═════ DATA LISTING

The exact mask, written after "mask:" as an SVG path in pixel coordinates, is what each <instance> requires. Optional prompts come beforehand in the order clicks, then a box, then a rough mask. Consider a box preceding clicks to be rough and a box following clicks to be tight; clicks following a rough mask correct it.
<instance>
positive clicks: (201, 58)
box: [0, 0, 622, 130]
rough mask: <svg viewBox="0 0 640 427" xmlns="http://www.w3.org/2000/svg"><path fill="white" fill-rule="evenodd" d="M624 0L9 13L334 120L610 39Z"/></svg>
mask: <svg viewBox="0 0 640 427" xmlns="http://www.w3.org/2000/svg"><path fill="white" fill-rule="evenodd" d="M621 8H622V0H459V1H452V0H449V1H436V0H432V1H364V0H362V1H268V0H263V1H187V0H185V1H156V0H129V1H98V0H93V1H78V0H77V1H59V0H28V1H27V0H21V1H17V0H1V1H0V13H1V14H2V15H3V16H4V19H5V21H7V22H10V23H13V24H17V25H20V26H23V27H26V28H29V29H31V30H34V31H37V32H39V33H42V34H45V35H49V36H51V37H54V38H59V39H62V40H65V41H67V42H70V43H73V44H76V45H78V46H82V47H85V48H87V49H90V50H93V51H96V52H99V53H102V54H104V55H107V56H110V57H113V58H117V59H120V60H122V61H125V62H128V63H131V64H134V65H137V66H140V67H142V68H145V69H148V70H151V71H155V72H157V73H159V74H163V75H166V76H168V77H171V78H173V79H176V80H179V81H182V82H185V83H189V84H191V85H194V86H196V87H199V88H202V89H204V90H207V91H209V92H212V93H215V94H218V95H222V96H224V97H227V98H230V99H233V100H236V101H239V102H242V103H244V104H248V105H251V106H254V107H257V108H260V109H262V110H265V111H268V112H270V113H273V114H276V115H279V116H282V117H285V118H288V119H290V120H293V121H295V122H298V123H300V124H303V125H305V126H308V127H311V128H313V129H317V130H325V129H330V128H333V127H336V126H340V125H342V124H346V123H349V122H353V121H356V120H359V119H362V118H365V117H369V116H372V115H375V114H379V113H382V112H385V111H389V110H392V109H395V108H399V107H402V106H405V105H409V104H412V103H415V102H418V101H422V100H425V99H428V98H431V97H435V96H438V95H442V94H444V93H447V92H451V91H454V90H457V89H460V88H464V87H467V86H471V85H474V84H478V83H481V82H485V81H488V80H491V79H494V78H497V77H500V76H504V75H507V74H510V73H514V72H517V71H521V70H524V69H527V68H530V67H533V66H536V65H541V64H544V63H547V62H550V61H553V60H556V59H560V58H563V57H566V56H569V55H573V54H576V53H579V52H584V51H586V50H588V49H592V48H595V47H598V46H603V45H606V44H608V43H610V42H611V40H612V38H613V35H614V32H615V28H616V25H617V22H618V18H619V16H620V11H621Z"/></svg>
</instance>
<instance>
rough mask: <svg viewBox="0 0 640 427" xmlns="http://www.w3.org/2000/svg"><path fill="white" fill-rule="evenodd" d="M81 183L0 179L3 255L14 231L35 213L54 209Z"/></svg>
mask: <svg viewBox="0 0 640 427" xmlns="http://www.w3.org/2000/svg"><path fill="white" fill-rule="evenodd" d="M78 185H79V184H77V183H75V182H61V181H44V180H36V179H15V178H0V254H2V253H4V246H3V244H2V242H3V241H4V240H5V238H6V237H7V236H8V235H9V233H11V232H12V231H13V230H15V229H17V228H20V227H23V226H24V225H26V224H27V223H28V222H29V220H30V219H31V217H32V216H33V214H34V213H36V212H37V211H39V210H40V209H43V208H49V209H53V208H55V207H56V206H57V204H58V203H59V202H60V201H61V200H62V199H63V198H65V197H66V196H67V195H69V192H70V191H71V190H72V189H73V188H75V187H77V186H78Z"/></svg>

══════════

§ **ASSIGNMENT**:
Retype everything from the line that contains "</instance>" down to the line that contains "183L0 179L3 255L14", keeping both of those lines and changing nothing.

§ **ANSWER TO THIS EXERCISE**:
</instance>
<instance>
rough mask: <svg viewBox="0 0 640 427" xmlns="http://www.w3.org/2000/svg"><path fill="white" fill-rule="evenodd" d="M81 183L0 179L3 255L14 231L35 213L54 209Z"/></svg>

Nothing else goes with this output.